>> begin Exercise data

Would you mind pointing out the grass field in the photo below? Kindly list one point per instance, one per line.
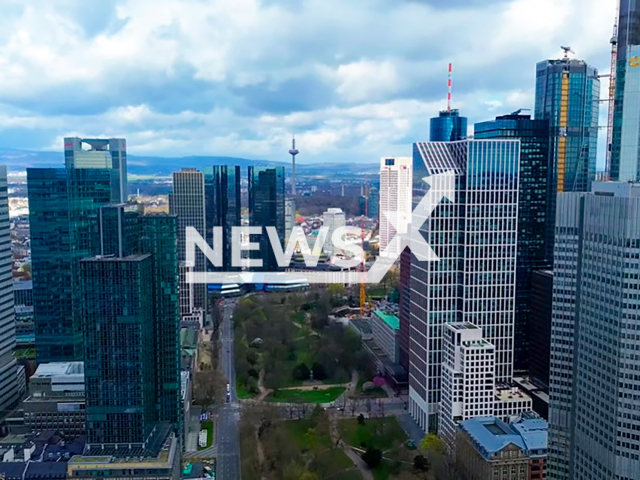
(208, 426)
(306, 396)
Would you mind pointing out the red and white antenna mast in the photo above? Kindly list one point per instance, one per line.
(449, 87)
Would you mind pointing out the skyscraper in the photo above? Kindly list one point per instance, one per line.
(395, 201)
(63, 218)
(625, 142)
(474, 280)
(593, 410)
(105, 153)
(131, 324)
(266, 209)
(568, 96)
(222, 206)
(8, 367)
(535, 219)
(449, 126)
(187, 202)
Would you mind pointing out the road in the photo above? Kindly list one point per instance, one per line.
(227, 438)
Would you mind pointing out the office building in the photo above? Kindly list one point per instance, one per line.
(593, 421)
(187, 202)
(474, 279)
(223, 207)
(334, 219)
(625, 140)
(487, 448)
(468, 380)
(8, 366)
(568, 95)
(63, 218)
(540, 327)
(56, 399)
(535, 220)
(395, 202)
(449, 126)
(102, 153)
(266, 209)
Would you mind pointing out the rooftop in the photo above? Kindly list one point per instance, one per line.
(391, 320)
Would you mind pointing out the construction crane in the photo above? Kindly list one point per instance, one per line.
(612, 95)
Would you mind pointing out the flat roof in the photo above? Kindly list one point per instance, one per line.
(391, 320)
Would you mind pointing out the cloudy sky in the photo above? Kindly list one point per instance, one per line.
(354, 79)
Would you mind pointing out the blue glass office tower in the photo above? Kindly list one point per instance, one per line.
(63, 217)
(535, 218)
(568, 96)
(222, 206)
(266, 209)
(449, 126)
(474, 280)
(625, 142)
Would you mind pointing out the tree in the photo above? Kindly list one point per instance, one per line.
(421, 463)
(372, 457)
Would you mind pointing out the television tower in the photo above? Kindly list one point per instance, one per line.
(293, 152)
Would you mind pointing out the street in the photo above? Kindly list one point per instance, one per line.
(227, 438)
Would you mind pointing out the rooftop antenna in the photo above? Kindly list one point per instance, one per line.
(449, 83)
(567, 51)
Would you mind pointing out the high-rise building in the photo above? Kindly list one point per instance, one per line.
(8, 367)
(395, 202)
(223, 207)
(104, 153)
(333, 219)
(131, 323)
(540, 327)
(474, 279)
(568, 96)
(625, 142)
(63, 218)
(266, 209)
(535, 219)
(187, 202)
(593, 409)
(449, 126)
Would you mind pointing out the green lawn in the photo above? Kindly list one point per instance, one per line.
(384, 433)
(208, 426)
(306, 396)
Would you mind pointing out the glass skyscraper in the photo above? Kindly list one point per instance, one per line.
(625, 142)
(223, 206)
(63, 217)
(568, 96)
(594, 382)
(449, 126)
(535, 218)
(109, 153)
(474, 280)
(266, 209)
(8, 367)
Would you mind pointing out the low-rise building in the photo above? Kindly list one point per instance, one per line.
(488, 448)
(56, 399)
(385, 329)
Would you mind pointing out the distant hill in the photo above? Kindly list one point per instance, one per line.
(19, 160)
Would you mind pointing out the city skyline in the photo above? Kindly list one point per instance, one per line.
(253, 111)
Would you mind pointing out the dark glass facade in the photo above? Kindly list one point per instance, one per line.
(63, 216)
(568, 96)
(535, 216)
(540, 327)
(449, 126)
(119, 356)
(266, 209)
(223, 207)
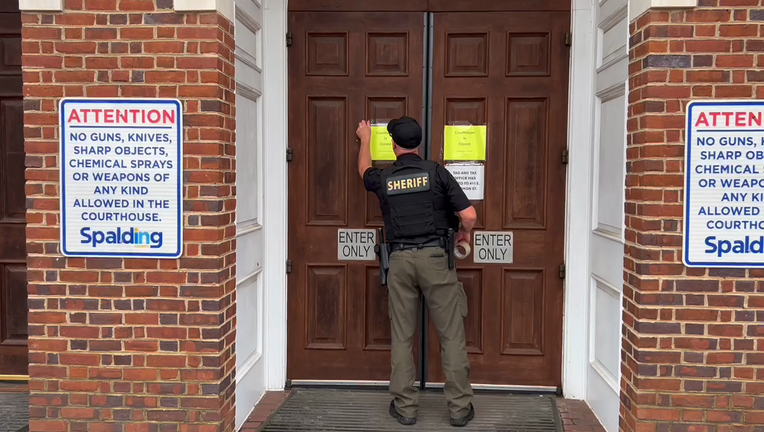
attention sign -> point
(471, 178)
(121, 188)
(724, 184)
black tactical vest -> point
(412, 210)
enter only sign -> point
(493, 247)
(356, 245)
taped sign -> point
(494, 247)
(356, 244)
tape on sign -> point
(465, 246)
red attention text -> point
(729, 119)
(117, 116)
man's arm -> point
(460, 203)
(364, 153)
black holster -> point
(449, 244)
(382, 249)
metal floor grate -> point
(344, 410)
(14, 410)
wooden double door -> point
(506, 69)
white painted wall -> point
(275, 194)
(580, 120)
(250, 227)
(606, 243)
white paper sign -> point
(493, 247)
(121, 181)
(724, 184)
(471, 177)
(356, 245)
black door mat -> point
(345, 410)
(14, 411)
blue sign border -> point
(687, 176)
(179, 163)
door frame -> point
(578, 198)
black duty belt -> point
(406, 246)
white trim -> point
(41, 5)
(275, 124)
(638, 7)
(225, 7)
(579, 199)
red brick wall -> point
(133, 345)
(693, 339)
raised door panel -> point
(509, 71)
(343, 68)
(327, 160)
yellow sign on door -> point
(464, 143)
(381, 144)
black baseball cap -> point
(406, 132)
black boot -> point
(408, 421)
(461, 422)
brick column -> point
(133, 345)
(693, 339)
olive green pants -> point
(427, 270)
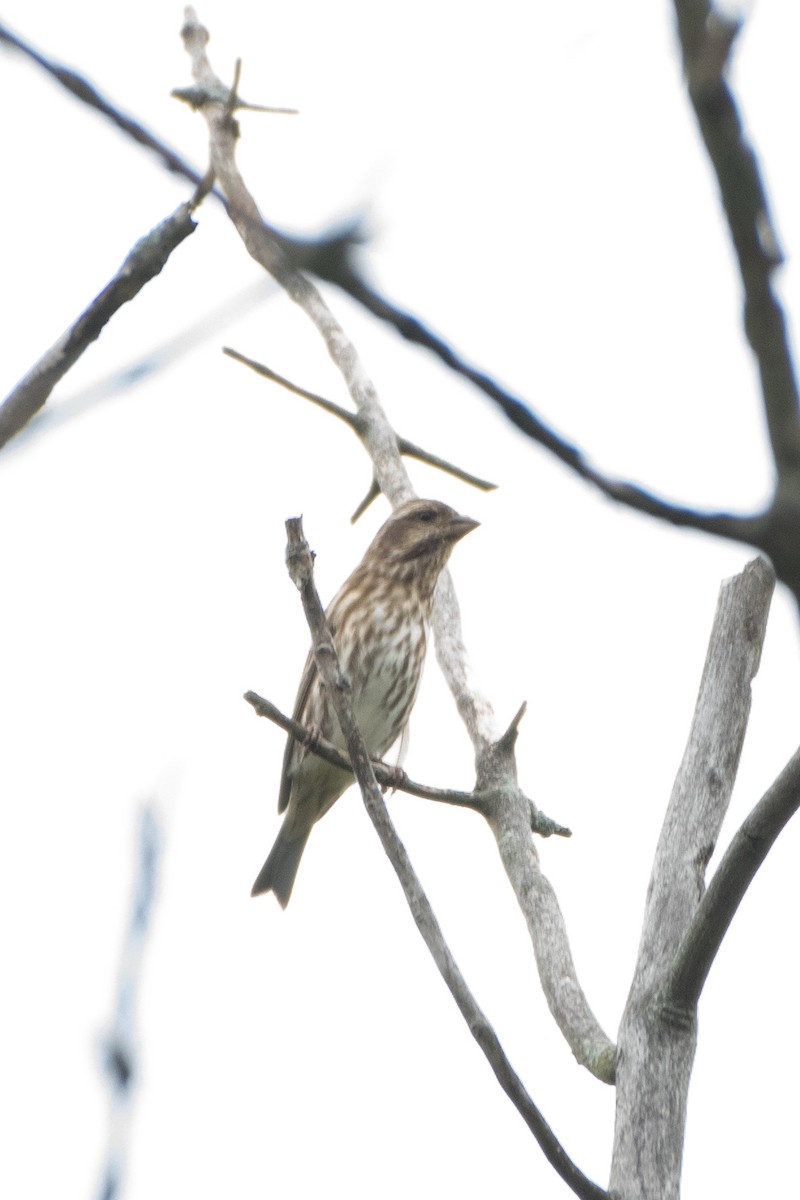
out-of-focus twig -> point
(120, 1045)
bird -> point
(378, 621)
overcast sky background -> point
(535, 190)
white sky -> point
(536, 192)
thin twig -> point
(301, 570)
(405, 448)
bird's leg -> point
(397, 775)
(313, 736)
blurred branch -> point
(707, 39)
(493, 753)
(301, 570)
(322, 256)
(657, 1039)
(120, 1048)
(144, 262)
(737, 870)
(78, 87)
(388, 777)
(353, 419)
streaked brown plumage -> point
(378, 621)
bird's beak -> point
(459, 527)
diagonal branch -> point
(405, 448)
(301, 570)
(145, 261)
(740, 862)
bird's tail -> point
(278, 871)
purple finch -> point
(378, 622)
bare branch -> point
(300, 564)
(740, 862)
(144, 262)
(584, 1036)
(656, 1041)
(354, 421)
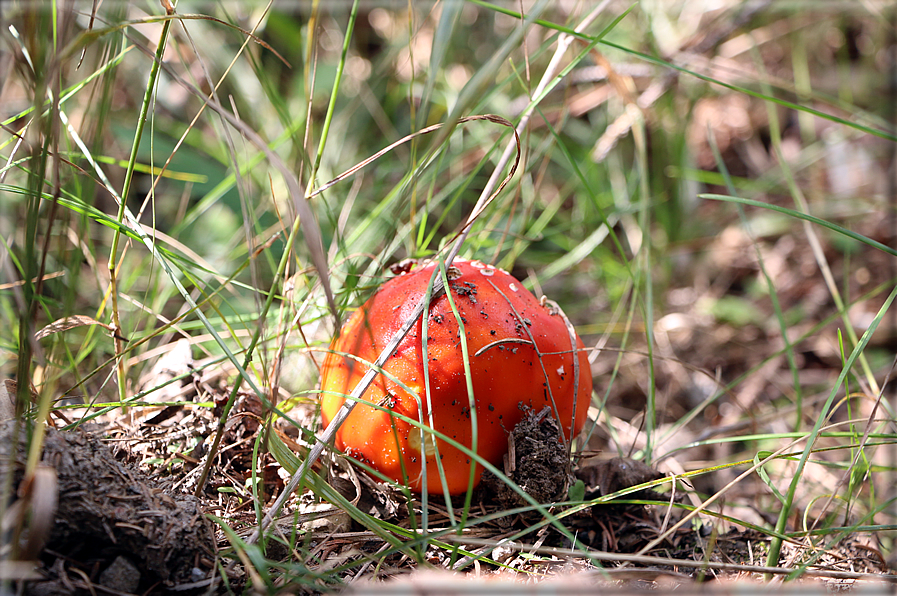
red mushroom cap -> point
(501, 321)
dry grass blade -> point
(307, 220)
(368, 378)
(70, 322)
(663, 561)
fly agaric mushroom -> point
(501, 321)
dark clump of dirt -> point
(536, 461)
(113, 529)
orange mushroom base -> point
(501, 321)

>> end Exercise data

### [Exercise goal]
Leave out the pictures and copy the rest of the material above exactly.

### [Result of this task]
Would you mind pointing out the grass field in the photo below? Kindly list one point per instance, one per line.
(208, 426)
(306, 396)
Would you mind pointing out the red and white antenna mast in the photo above? Kindly list one point per instance, one per line.
(449, 87)
Would you mind pointing out the skyscraper in the photo above? Kindly list one point per instance, one per line.
(395, 201)
(63, 218)
(625, 142)
(474, 280)
(593, 410)
(105, 153)
(131, 324)
(266, 209)
(568, 96)
(222, 206)
(8, 367)
(535, 219)
(449, 126)
(187, 202)
Would you mind pointing out the road in the photo above? Kindly list one point per instance, one per line.
(227, 438)
Would you mind pointing out the office building in the photo above? Kindly list one point per instance, one per line.
(593, 421)
(187, 202)
(474, 279)
(223, 207)
(334, 219)
(625, 140)
(487, 448)
(468, 380)
(8, 366)
(568, 95)
(63, 218)
(540, 327)
(56, 399)
(535, 220)
(395, 202)
(449, 126)
(102, 153)
(266, 209)
Would you mind pointing out the rooftop in the photo above? Kindly list one point per instance, one per line.
(391, 320)
Would you mind pointing out the construction crane in the photo above? Kindly list one point per instance, one per line.
(612, 95)
Would you mind pointing out the flat roof in the photo above? Kindly list one point per instance, one per line.
(391, 320)
Would you mind pointing out the cloudy sky in the photo above? Kindly list one point per instance, one per line.
(354, 79)
Would you mind pointing out the blue glass office tower in the photo above? Kindly list one point per instance, one per line.
(63, 217)
(535, 218)
(568, 96)
(222, 206)
(266, 209)
(449, 126)
(474, 280)
(625, 142)
Would you mind pointing out the tree in the photo above? Kindly list one point per instance, one per line.
(421, 463)
(372, 457)
Would you mind pointing out the television tower in the photo above? Kindly list one point per instance, one per line.
(293, 152)
Would you mind pointing out the street in the photo above? Kindly list one point per instance, one per line.
(227, 438)
Would you mind pointing out the rooftop antenna in the photo above? Kindly list one point per instance, one per line.
(449, 83)
(567, 51)
Would you mind pointing out the high-rise building in the photo above? Kindly list one point per instance, one per line.
(8, 367)
(395, 202)
(223, 207)
(104, 153)
(333, 219)
(131, 323)
(540, 327)
(474, 279)
(568, 96)
(625, 142)
(63, 218)
(266, 209)
(535, 219)
(187, 202)
(593, 409)
(449, 126)
Would you mind pointing out the green lawn in the photo above? Kindly list one point per instance, one per line.
(384, 433)
(208, 426)
(306, 396)
Would you mind pointing out the glass skyscraper in the photo above? Kindly list one point per instance, one per line.
(625, 142)
(223, 206)
(63, 217)
(568, 96)
(594, 382)
(449, 126)
(535, 218)
(109, 153)
(474, 280)
(266, 209)
(8, 367)
Would you mind pointing out the low-rise building in the photo above? Kindly list one point per instance, one per line.
(488, 448)
(56, 399)
(385, 329)
Would you mind pointing out the distant hill in the photo above? Kindly list one point per instance, one per line.
(19, 160)
Would you mind pointing out the city skyline in the photo above? Kindly list one point per instance, one per line.
(253, 111)
Would you mind pointing out the dark glass facade in the photo above? Kindly list one point per instance, one per line.
(63, 216)
(568, 96)
(535, 216)
(540, 327)
(449, 126)
(119, 356)
(266, 209)
(223, 207)
attention sign -> point
(471, 178)
(121, 188)
(724, 184)
black tactical vest -> point
(412, 210)
enter only sign -> point
(493, 247)
(356, 245)
taped sign -> point
(494, 247)
(356, 244)
tape on sign -> point
(465, 246)
red attention text -> point
(729, 119)
(117, 116)
man's arm -> point
(460, 203)
(364, 153)
black holster -> point
(449, 244)
(382, 249)
metal floor grate -> point
(344, 410)
(14, 410)
wooden double door -> point
(506, 69)
white painted wall -> point
(275, 194)
(580, 120)
(250, 227)
(606, 243)
white paper sign -> point
(493, 247)
(121, 181)
(724, 184)
(471, 177)
(356, 245)
black door mat -> point
(345, 410)
(14, 411)
blue sign border -> point
(687, 176)
(179, 163)
door frame -> point
(578, 198)
black duty belt -> point
(406, 246)
white trim -> point
(41, 5)
(275, 124)
(638, 7)
(225, 7)
(579, 199)
red brick wall -> point
(133, 345)
(693, 339)
raised door panel -> point
(509, 71)
(343, 68)
(327, 160)
yellow sign on door -> point
(464, 143)
(381, 144)
black baseball cap -> point
(406, 132)
black boot -> point
(408, 421)
(461, 422)
brick column -> point
(133, 345)
(693, 339)
olive green pants -> point
(427, 270)
out-of-focus twig -> point
(120, 1045)
bird -> point
(378, 621)
overcast sky background -> point
(535, 190)
white sky -> point
(536, 192)
thin twig -> point
(301, 570)
(405, 448)
bird's leg -> point
(397, 775)
(313, 736)
blurred branch -> point
(707, 39)
(493, 753)
(301, 570)
(322, 256)
(657, 1039)
(120, 1048)
(144, 262)
(737, 870)
(78, 87)
(388, 777)
(353, 419)
streaked brown plumage -> point
(378, 621)
bird's beak -> point
(459, 527)
diagonal branch -> point
(405, 448)
(301, 570)
(145, 261)
(740, 862)
bird's tail -> point
(278, 871)
purple finch -> point
(378, 622)
bare branch -> point
(300, 564)
(740, 862)
(144, 262)
(584, 1036)
(656, 1041)
(354, 421)
red mushroom cap -> point
(501, 321)
dry grass blade -> point
(307, 220)
(368, 378)
(70, 322)
(663, 561)
fly agaric mushroom -> point
(501, 321)
dark clump of dirt -> point
(536, 461)
(113, 529)
orange mushroom base -> point
(501, 321)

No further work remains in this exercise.